***** Belge Bölümü

Yargıtay Hukuk Genel Kurulu 2015/2367 Esas 2017/1043 Karar
Karar Dilini Çevir:
Hukuk Genel Kurulu         2015/2367 E.  ,  2017/1043 K.
"İçtihat Metni"

MAHKEMESİ :İş Mahkemesi

Taraflar arasındaki “sigortalılık süresinin tespiti” davasından dolayı yapılan yargılama sonunda; Düzce İş Mahkemesince davanın kısmen kabulüne dair verilen 24.09.2013 gün 2012/231 E., 2013/719 K. sayılı kararın temyizen incelenmesin davalı ... vekili tarafından istenilmesi üzerine, Yargıtay 21. Hukuk Dairesinin 31.03.2014 gün 2013/21508 E., 2014/6402 K. sayılı ilamı ile;
"…1-Dosyadaki yazılara, toplanan delillere, hükmün dayandığı gerektirici nedenlere göre davalı Kurumun, aşağıdaki bendin kapsamı dışındaki diğer temyiz itirazlarının reddine,
2-Dava, davacının 01/10/1996-18/05/2011 tarihleri arası tarım Bağ-Kur sigortalısı olduğunun tespiti ile 6111 sayılı Yasanın getirdiği prim borçlarının yapılandırılmasına ilişkin hükümlerinden faydalanması istemine ilişkindir.
Dairemizin 21/05/2012 tarih ve 2012/7572-8661 Esas- Karar sayılı bozma kararı üzerine, mahkemece, davanın kısmen kabulü ile davacının 01/12/1996-31/12/1996, 01/01/2002-31/12/2006 ve 01/01/2008-18/05/2011 tarihleri arasında tarım Bağ-Kur sigortalısı olduğunun tespitine karar verilmiştir.
Yargıtay'ın ve giderek Dairemizin yerleşmiş kararları; Kurumun prim alacaklarını Bakanlar Kurulu kararı ile ürün bedellerinden tevkifat suretiyle tahsil etmesi halinde, Bağ-Kur’un prim ödenmesine rağmen, sigortalıyı re’sen kayıt ve tescil etmemesi, yasanın kendisine yüklediği re’sen tescil yükümlülüğüne aykırılık teşkil ettiğinden, prim tevkifatının yapıldığı tarihi izleyen aybaşından itibaren sigortalı olarak kabulü gerektiği yönündedir.

**********

Alıştırma Yönergeleri
a: Yargıtay kararından bir bölümü aynen alıntılayın: "Dairemizin 21/05/2012 tarih" sözlerinin geçtiği yerden başlayıp "kabulü gerektiği yönündedir." sözlerinden sonra durun.
b: Yargıtay kararına göre davacı, hangi tarihler arasında tarım Bağ-Kur sigortalısı olduğunun tespitini istemiştir?
c: Yargıtay kararını son cümlesinden sonra devam ettirin.
Sonraki kayıtlar, Yargıtay kararından bağımsız ayrı bir malzemedir.

***** Sağlanan Bilgiler

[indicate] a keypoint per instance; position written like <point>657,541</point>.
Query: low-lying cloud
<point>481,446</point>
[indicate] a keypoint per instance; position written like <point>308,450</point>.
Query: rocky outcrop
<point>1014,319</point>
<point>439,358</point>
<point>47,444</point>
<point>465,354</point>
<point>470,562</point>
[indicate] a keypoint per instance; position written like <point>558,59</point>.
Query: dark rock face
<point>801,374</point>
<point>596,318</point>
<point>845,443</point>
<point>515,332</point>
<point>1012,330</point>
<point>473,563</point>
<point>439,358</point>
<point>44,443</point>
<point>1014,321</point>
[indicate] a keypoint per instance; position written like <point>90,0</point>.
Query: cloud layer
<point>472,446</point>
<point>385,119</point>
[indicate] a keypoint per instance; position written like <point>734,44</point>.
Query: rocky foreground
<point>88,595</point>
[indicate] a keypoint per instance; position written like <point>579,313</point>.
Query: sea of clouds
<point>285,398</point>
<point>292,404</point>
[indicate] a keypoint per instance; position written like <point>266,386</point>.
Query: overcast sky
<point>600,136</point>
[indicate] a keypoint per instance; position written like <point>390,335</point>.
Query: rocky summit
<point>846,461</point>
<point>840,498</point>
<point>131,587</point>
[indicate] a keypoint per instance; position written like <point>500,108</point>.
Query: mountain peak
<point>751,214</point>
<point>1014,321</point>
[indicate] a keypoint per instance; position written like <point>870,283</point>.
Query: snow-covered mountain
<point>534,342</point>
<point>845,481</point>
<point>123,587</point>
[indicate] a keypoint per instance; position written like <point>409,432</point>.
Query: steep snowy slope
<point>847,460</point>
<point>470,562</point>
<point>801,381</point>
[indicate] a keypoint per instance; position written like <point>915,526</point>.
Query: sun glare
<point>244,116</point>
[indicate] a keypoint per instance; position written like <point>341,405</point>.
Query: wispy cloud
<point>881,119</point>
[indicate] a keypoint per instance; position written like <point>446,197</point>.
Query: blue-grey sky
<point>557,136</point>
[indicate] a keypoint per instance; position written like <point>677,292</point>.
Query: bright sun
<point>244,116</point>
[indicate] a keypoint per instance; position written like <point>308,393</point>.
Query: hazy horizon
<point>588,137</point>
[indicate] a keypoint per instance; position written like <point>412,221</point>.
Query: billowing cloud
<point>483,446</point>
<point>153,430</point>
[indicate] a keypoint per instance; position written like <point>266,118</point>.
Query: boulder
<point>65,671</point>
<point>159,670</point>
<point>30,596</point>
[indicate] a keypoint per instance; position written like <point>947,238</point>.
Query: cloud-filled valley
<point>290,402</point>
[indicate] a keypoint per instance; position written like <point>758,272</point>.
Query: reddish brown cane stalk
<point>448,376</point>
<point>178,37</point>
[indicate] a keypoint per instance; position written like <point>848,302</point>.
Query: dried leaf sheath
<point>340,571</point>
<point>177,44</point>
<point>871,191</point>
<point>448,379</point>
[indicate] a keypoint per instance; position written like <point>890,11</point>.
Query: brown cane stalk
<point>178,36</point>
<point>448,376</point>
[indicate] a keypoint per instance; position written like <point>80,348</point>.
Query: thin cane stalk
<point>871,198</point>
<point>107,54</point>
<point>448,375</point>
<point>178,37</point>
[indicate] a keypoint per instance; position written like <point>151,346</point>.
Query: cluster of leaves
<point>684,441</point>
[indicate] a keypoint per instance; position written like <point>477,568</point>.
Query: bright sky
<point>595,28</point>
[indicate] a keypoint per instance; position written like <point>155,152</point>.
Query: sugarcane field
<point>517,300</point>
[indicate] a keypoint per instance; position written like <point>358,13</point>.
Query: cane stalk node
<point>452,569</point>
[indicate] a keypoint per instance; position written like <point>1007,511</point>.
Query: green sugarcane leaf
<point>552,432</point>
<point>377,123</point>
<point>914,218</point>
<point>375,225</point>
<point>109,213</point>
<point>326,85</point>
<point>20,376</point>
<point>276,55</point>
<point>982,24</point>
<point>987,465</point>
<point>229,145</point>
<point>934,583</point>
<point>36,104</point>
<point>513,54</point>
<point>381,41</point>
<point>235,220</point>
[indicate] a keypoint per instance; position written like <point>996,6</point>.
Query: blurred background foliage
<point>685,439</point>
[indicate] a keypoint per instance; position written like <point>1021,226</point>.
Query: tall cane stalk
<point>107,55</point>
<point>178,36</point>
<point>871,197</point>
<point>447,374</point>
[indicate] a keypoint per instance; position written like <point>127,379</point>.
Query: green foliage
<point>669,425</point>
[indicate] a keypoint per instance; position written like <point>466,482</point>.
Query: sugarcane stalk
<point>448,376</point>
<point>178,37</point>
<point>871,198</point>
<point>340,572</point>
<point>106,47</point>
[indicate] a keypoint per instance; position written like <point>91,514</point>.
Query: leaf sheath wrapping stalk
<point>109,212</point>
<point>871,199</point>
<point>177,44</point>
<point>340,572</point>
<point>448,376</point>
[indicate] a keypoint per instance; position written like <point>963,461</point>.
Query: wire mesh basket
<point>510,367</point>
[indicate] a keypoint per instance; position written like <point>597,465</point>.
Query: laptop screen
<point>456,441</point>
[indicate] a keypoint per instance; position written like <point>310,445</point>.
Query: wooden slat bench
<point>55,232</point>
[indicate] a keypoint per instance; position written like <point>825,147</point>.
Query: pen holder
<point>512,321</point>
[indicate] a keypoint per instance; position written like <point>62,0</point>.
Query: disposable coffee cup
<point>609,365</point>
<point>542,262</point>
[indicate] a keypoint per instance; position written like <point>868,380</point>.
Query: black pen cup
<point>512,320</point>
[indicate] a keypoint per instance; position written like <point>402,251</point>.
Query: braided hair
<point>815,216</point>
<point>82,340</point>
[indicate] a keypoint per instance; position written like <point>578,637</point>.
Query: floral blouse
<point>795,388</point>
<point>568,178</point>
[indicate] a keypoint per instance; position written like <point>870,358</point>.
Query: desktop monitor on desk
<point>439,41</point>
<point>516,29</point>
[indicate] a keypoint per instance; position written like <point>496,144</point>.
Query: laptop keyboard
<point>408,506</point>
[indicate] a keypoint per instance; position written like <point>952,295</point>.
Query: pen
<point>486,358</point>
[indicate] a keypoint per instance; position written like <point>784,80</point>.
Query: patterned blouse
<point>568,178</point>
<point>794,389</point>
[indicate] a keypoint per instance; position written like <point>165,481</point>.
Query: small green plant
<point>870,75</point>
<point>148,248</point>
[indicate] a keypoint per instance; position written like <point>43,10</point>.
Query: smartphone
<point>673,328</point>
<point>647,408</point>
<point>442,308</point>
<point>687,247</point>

**********

Görev Sonuçları
a:
Dairemizin 21/05/2012 tarih ve 2012/7572-8661 Esas- Karar sayılı bozma kararı üzerine, mahkemece, davanın kısmen kabulü ile davacının 01/12/1996-31/12/1996, 01/01/2002-31/12/2006 ve 01/01/2008-18/05/2011 tarihleri arasında tarım Bağ-Kur sigortalısı olduğunun tespitine karar verilmiştir.
Yargıtay'ın ve giderek Dairemizin yerleşmiş kararları; Kurumun prim alacaklarını Bakanlar Kurulu kararı ile ürün bedellerinden tevkifat suretiyle tahsil etmesi halinde, Bağ-Kur’un prim ödenmesine rağmen, sigortalıyı re’sen kayıt ve tescil etmemesi, yasanın kendisine yüklediği re’sen tescil yükümlülüğüne aykırılık teşkil ettiğinden, prim tevkifatının yapıldığı tarihi izleyen aybaşından itibaren sigortalı olarak kabulü gerektiği yönündedir.

b: 01/10/1996-18/05/2011 tarihleri arasında.

c:
Tarım Bağ-Kur sigortalılığının temel koşulu 2926 sayılı Yasanın 2/1 ve 3/b maddelerinde belirtildiği gibi, tarımsal faaliyette bulunmaktır. Prim tevkifatına dayalı tespit davalarında, salt ziraat odası ve kooperatif kaydı gibi belgelerin bulunması yada ürün tesliminin olması tek başına davanın kabulü için yeterli değildir. Tarım Bağ-Kur sigortalılığının tespiti için öncelikle bir prim kesintisinin (tevkifat) bulunması gerekir. Yine bu prim kesintisini (tevkifatı) takip eden yıllarda, tarımsal faaliyete ilişkin olarak, hangi tarımsal ürünlerin yetiştirildiği, nereye satıldığı veya teslim edildiği, bu ürünlerden prim kesintisinin yapılıp yapılmadığı gibi hususlar da somutlaştırılarak belirlenmelidir.
Öte yandan ilk prim kesintisini izleyen yıllarda, prim kesintisi (tevkifat) veya ürün tesliminin iki yıla kadar olan süre dışında süreklilik arzettiği hallerde tarımsal faaliyetin sürekli olduğu kabul edilip, bu yıllar için de tespit kararı verilmesi gerekmektedir.
Dosyadaki bilgi ve belgelerden; davacının 14/04/2011 tarihinde tarım Bağ-Kur sigortalısı olarak tescil edildiği, teslim ettiği ürünlerden ilk defa Ekim/1996 tarihi olmak üzere takip eden 1997 yılında prim kesintisinin yapıldığı, 28/09/1981 tarihinde kooperatif, 29/08/2000 tarihinde ziraat odası kaydının başladığı, kolluk ve muhtar tutanağı ile tanık beyanlarında fındık üreticisi olduğunun belirtildiği, adına kayıtlı 20 dekar tarla bulunduğu anlaşılmaktadır.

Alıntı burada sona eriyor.